Selected extract:
▼

Look back at older handsets and you'll find alternatives to rival this one such as the Samsung Monte and Nokia 5230. And some new handsets, like the recently reviewed LG Cookie Fresh, are also worth checking out.
It's not going to break the bank at £70/£80, but the ZTE F930 is still a mite expensive for the feature set it offers up.
Take the ZTE F930, for example. It is exclusive to 3 Mobile at the moment, and it costs £79.99 on Pay As You Go. That £79.99 includes the usual 3 Mobile £10 of calls, so the handset is really just £69.99.
The phone is unashamedly targeted at the 18-25 age group. We'll say right at the outset that we think that is a bit wide of the mark. Our best guess is that this phone is better suited to teens and that anyone in their twenties is likely to want something more sophisticated.
Many people in the target age group look first to much fancier handsets like the iPhone 4, or the HTC Desire. Then they see the price and start compromising, maybe thinking about the less expensive Samsung Galaxy Portal, for example.
If these are still too expensive, the ZTE F930's £80 might appeal. But there's a lot of competition. For around that price you can now get the likes of the Samsung Monte and Nokia 5230 on PAYG, both of which give the ZTE F930 a run for its money.
And frankly they're both better than the F930.
But we're getting ahead of ourselves. Let's go back to the beginning.
The ZTE F930 is a white and silver handset. It looks quite cute – teenage cute rather than 18-25 cute. It is small in size at 105.7 x 12.6 x 46mm and it weighs a nice round 100g.

▲

Task requirements:
- 1) Summarize the ZTE F930 review in two sentences.
- 2) According to the ZTE F930 review, how much does the handset weigh?

Dataset excerpts:
▼

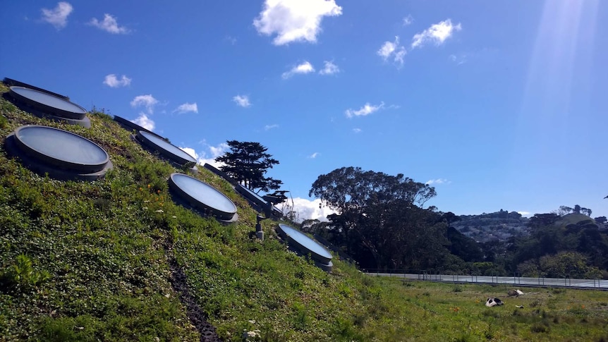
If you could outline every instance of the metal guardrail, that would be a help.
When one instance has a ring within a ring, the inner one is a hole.
[[[398,277],[407,280],[444,281],[448,283],[476,283],[511,284],[523,287],[559,287],[608,291],[608,280],[577,279],[572,278],[534,278],[514,274],[513,276],[441,274],[424,270],[367,269],[364,273],[379,276]]]

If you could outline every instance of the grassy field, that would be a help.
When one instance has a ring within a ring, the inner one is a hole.
[[[606,292],[507,299],[504,286],[402,283],[340,260],[324,272],[281,243],[276,222],[264,221],[267,239],[255,239],[256,213],[202,168],[195,176],[236,204],[238,222],[174,204],[166,178],[186,171],[104,113],[90,118],[88,130],[51,122],[0,99],[1,137],[25,124],[59,127],[102,146],[114,164],[102,181],[54,181],[9,158],[0,140],[0,341],[200,341],[193,307],[225,341],[608,340]],[[506,304],[487,308],[490,296]]]

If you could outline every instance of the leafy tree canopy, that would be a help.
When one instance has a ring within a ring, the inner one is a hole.
[[[278,190],[283,182],[265,177],[269,169],[278,164],[276,159],[266,152],[268,149],[260,142],[229,140],[230,152],[215,159],[225,164],[220,169],[252,190],[268,192]]]
[[[435,195],[428,185],[351,166],[320,176],[312,195],[338,212],[328,216],[332,243],[364,267],[426,268],[449,253],[446,224],[434,207],[416,205]]]

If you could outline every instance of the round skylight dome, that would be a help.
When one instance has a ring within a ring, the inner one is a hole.
[[[279,224],[279,231],[288,243],[303,255],[310,254],[313,259],[322,263],[332,262],[332,255],[317,241],[309,238],[301,231],[286,224]]]
[[[196,164],[193,157],[154,133],[140,130],[138,132],[138,139],[149,148],[180,165]]]
[[[192,207],[209,212],[218,219],[230,221],[236,214],[236,206],[223,193],[209,184],[183,173],[171,173],[169,185],[180,197]]]
[[[6,138],[6,146],[34,171],[60,179],[97,179],[111,167],[98,145],[52,127],[21,126]]]

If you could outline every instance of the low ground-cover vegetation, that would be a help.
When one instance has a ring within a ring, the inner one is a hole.
[[[263,221],[267,239],[255,239],[256,213],[205,169],[195,176],[237,204],[238,222],[176,205],[166,178],[186,170],[143,150],[107,115],[91,122],[49,121],[0,99],[0,341],[198,341],[172,286],[174,264],[226,341],[608,338],[605,293],[545,289],[486,308],[507,288],[403,285],[339,260],[325,273],[278,240],[276,222]],[[4,149],[25,124],[91,139],[114,170],[92,183],[32,173]]]

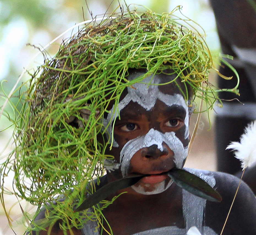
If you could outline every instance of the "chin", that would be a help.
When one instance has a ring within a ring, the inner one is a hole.
[[[166,182],[166,181],[152,185],[149,184],[137,184],[132,186],[132,189],[138,193],[144,195],[153,195],[158,194],[164,192],[168,188],[173,181],[170,180]]]

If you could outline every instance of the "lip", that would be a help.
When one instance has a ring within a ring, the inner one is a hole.
[[[140,183],[150,184],[160,183],[170,177],[167,175],[168,171],[154,172],[144,174],[145,176],[139,182]]]

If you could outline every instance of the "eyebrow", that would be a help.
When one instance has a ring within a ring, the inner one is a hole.
[[[186,114],[186,110],[183,106],[175,104],[170,106],[167,105],[165,106],[165,109],[163,109],[163,112],[165,115],[169,115],[171,113],[175,115],[179,115],[184,118]]]
[[[146,111],[145,110],[146,112]],[[120,119],[117,118],[116,120],[116,123],[119,124],[123,122],[126,122],[132,120],[138,120],[141,119],[141,116],[142,115],[141,112],[135,112],[134,111],[126,110],[124,112],[120,113]]]

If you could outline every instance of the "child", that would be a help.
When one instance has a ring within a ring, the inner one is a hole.
[[[36,91],[29,93],[32,108],[25,132],[29,136],[47,130],[38,138],[40,145],[34,137],[26,137],[30,141],[26,146],[36,146],[35,160],[52,155],[44,160],[50,163],[46,166],[37,171],[31,167],[27,174],[35,172],[37,196],[52,186],[62,192],[64,185],[68,193],[64,202],[45,205],[33,223],[37,227],[29,230],[32,234],[185,235],[194,226],[204,235],[220,234],[239,179],[186,169],[217,189],[222,200],[213,202],[178,186],[167,173],[182,168],[187,157],[197,91],[203,92],[201,97],[210,105],[208,93],[214,92],[208,82],[212,61],[203,40],[170,16],[150,11],[122,14],[80,32],[46,63]],[[41,146],[48,148],[43,151]],[[31,155],[31,148],[23,151]],[[85,171],[81,163],[75,164],[86,157]],[[100,177],[98,162],[103,160],[107,174]],[[51,164],[54,169],[49,173]],[[61,168],[67,172],[64,176],[59,176]],[[95,185],[88,183],[94,170],[99,176]],[[76,174],[80,178],[69,178]],[[138,174],[145,176],[106,199],[116,196],[113,203],[73,213],[88,192]],[[242,183],[223,234],[254,235],[255,216],[254,195]]]

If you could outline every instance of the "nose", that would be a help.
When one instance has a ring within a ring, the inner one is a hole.
[[[141,151],[141,156],[146,158],[156,159],[161,156],[167,156],[169,153],[167,146],[163,146],[163,150],[161,151],[157,148],[156,145],[153,145],[148,147],[143,148]]]

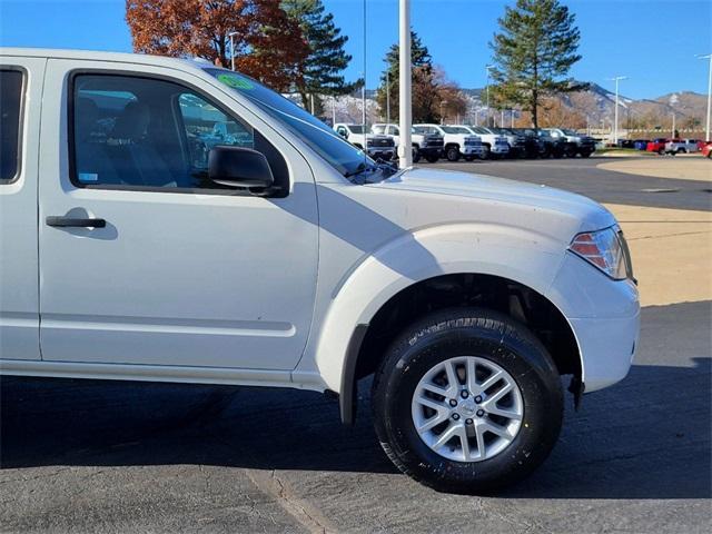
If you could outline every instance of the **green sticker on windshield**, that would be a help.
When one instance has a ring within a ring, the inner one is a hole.
[[[225,73],[225,75],[218,75],[217,78],[218,78],[218,81],[225,83],[228,87],[231,87],[233,89],[243,89],[243,90],[255,89],[255,86],[248,79],[240,78],[237,75]]]

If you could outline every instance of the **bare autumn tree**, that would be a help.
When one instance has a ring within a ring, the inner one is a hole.
[[[279,0],[127,0],[134,50],[161,56],[197,56],[230,66],[276,90],[298,81],[309,53],[297,21]]]

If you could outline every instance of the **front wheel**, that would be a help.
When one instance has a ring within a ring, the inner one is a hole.
[[[439,491],[481,493],[527,476],[563,417],[552,358],[530,330],[484,309],[433,314],[390,346],[373,384],[380,444]]]

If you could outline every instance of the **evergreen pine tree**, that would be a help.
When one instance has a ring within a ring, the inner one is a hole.
[[[334,16],[325,13],[322,0],[283,0],[287,16],[301,28],[309,55],[301,62],[296,88],[306,109],[310,108],[310,95],[346,95],[357,83],[346,82],[342,71],[352,57],[344,50],[348,37],[334,23]],[[315,107],[322,109],[320,102]]]
[[[538,127],[538,108],[544,98],[584,89],[567,78],[581,59],[576,53],[581,34],[575,16],[558,0],[517,0],[506,7],[501,32],[490,43],[495,69],[495,102],[520,105],[532,113]]]
[[[376,92],[376,101],[380,107],[382,115],[385,117],[388,100],[386,98],[386,86],[388,86],[392,121],[398,117],[399,50],[398,44],[392,44],[386,53],[386,69],[380,75],[380,86]],[[411,31],[411,62],[413,66],[413,121],[438,121],[439,112],[437,108],[441,97],[433,69],[433,58],[415,31]]]

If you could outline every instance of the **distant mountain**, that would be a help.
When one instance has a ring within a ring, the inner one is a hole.
[[[484,106],[484,88],[462,89],[471,98],[471,102],[477,108]],[[589,89],[581,92],[562,95],[561,102],[583,117],[589,117],[591,125],[600,125],[602,121],[611,123],[615,112],[615,93],[604,89],[597,83],[591,83]],[[696,119],[704,122],[706,112],[706,96],[692,91],[673,92],[655,99],[635,100],[624,95],[619,95],[619,120],[625,125],[629,119],[632,127],[643,122],[663,122],[671,120],[673,111],[679,125],[686,119]]]

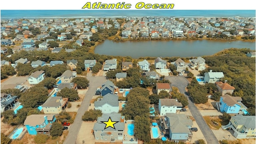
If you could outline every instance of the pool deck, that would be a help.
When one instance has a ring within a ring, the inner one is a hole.
[[[153,136],[153,132],[152,132],[152,128],[157,128],[157,132],[158,132],[158,136],[159,136],[158,138],[154,138],[154,136]],[[159,129],[159,127],[158,127],[158,125],[157,126],[152,126],[150,127],[150,137],[151,139],[157,139],[158,138],[161,138],[162,137],[164,136],[164,135],[162,135],[161,133],[161,131],[160,131],[160,129]]]

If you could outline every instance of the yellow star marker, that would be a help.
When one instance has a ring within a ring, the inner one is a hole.
[[[105,130],[105,129],[108,128],[109,127],[111,127],[111,128],[114,129],[115,130],[116,129],[116,128],[115,128],[115,126],[114,126],[114,124],[115,124],[116,123],[119,122],[118,121],[112,121],[112,120],[111,120],[111,118],[110,118],[110,116],[109,117],[109,118],[108,118],[108,120],[107,122],[104,122],[104,121],[101,121],[100,122],[102,122],[105,124],[106,124],[106,126],[105,126],[105,128],[104,128],[104,129]]]

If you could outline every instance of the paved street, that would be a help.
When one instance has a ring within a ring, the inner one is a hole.
[[[69,132],[64,142],[64,144],[74,144],[77,143],[76,142],[76,140],[83,122],[82,120],[82,117],[84,112],[88,109],[89,104],[92,96],[95,94],[95,90],[97,88],[100,86],[101,84],[106,80],[105,77],[102,76],[93,77],[89,76],[87,77],[86,78],[88,80],[90,80],[89,89],[77,112],[74,123],[70,126]],[[88,130],[84,130],[86,131]],[[80,144],[80,143],[77,143]],[[82,142],[81,142],[81,144],[82,143]]]
[[[177,87],[180,92],[182,94],[184,94],[188,98],[188,96],[185,90],[185,88],[188,84],[188,82],[187,79],[182,76],[166,76],[165,78],[171,82],[171,86]],[[188,108],[190,110],[192,116],[196,120],[196,121],[198,125],[198,127],[201,130],[208,144],[218,144],[218,140],[214,134],[207,125],[204,120],[202,115],[201,114],[198,110],[196,108],[194,104],[188,98]]]

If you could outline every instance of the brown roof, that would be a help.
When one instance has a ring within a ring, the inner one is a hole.
[[[237,104],[240,105],[240,104],[237,102],[238,101],[242,101],[242,98],[239,96],[232,96],[226,94],[224,96],[221,96],[223,98],[223,101],[229,106],[233,106],[234,104]]]
[[[182,106],[182,104],[180,102],[178,102],[176,101],[176,99],[172,98],[159,99],[161,102],[161,106]]]
[[[234,90],[235,88],[230,85],[228,83],[224,83],[222,82],[215,82],[215,84],[217,85],[220,88],[223,90]]]
[[[158,89],[170,89],[171,86],[167,83],[157,83],[156,87]]]

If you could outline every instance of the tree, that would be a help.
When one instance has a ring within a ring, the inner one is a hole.
[[[58,123],[54,122],[52,124],[52,128],[50,131],[50,134],[53,137],[60,136],[63,132],[63,126]]]
[[[150,140],[150,126],[148,117],[136,116],[134,118],[134,136],[144,142],[149,142]]]
[[[46,134],[38,134],[35,136],[34,141],[36,144],[45,144],[49,138],[49,136]]]
[[[87,88],[90,81],[86,78],[78,76],[73,78],[71,82],[76,84],[78,89],[83,89]]]
[[[1,133],[1,144],[10,144],[12,142],[12,140],[10,139],[3,133]]]
[[[70,102],[74,102],[79,99],[78,92],[75,90],[65,88],[57,94],[58,96],[68,98]]]
[[[98,117],[101,116],[102,115],[101,110],[93,110],[90,109],[84,112],[82,119],[85,121],[93,122],[97,120]]]

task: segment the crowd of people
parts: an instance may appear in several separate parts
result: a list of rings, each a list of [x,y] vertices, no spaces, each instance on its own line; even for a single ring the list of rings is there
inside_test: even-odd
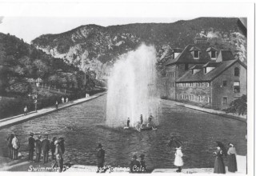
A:
[[[127,124],[128,125],[128,124]],[[58,167],[58,171],[62,172],[63,170],[63,154],[65,152],[64,138],[54,137],[52,141],[48,139],[48,134],[37,135],[37,138],[34,138],[34,134],[30,133],[28,138],[28,150],[29,156],[28,160],[34,162],[40,162],[42,154],[42,163],[48,162],[49,153],[51,154],[52,168]],[[17,134],[10,134],[7,138],[7,146],[9,150],[9,158],[11,159],[18,159],[18,150],[20,148],[19,139]],[[170,142],[172,142],[170,144]],[[217,142],[217,150],[214,152],[215,155],[214,170],[214,173],[216,174],[226,174],[225,164],[223,162],[223,156],[228,156],[228,171],[236,172],[238,171],[237,160],[236,160],[236,150],[233,143],[230,142],[229,149],[226,150],[225,145],[221,142]],[[175,159],[174,166],[178,166],[176,172],[182,171],[182,166],[183,166],[183,154],[182,152],[181,142],[174,139],[173,138],[170,141],[168,146],[171,147],[171,145],[175,144]],[[99,143],[97,146],[97,161],[98,161],[98,173],[105,172],[107,168],[105,167],[105,150],[102,149],[102,145]],[[34,154],[35,153],[35,158]],[[139,156],[140,161],[137,160],[137,155],[132,156],[132,161],[130,164],[130,173],[143,173],[146,172],[145,154]]]
[[[58,171],[62,172],[63,169],[63,154],[65,152],[64,138],[57,138],[54,137],[52,141],[48,139],[48,134],[38,134],[37,138],[34,138],[34,134],[30,133],[28,138],[28,160],[34,162],[40,162],[42,154],[42,163],[48,162],[49,153],[51,153],[52,168],[57,166]],[[9,150],[9,158],[18,159],[18,150],[20,148],[19,140],[17,134],[10,134],[7,138],[7,146]],[[34,157],[35,154],[35,157]]]

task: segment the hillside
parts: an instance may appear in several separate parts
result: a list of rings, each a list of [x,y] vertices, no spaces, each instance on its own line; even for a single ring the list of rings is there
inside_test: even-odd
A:
[[[58,34],[44,34],[32,45],[54,57],[83,69],[95,70],[104,78],[118,56],[141,43],[155,46],[159,58],[168,58],[171,48],[184,48],[196,36],[207,37],[217,49],[230,49],[246,62],[246,38],[236,18],[199,18],[174,23],[136,23],[103,27],[86,25]]]

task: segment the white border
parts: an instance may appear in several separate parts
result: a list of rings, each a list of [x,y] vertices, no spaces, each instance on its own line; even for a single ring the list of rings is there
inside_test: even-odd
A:
[[[182,1],[171,3],[167,1],[95,2],[93,1],[2,1],[0,0],[0,16],[26,17],[87,17],[87,18],[198,18],[198,17],[246,17],[247,18],[247,87],[248,87],[248,173],[254,173],[254,4],[216,0]],[[253,76],[254,75],[254,76]],[[2,173],[16,175],[24,173]],[[71,173],[62,173],[70,175]],[[55,173],[26,173],[26,175],[51,175]],[[85,173],[76,173],[84,175]],[[194,175],[194,174],[193,174]],[[216,174],[214,174],[216,175]]]

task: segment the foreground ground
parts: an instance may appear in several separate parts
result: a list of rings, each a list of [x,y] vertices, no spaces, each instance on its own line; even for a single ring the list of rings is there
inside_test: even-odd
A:
[[[174,150],[166,146],[170,135],[183,142],[184,168],[213,168],[215,141],[234,143],[239,155],[246,154],[246,123],[162,102],[158,130],[138,133],[104,126],[106,95],[58,112],[0,130],[0,155],[6,157],[5,139],[8,134],[19,134],[21,154],[27,157],[27,137],[30,131],[48,133],[66,139],[65,162],[95,166],[95,147],[102,142],[106,164],[129,166],[133,154],[146,154],[147,166],[175,168]],[[225,158],[226,162],[226,158]],[[8,161],[2,160],[2,165]],[[41,164],[41,163],[40,163]],[[40,165],[38,164],[38,165]],[[14,170],[26,171],[31,163],[17,166]],[[37,164],[32,163],[37,166]],[[42,166],[42,164],[40,165]]]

▲

Written answers:
- 1) The ZTE F930 is exclusive to 3 Mobile at £79.99 on Pay As You Go and is targeted at 18-25-year-olds, though the reviewers think it better suits teens. At that price it faces strong competition from handsets like the Samsung Monte and Nokia 5230, which they consider better than the F930.

- 2) It weighs 100g.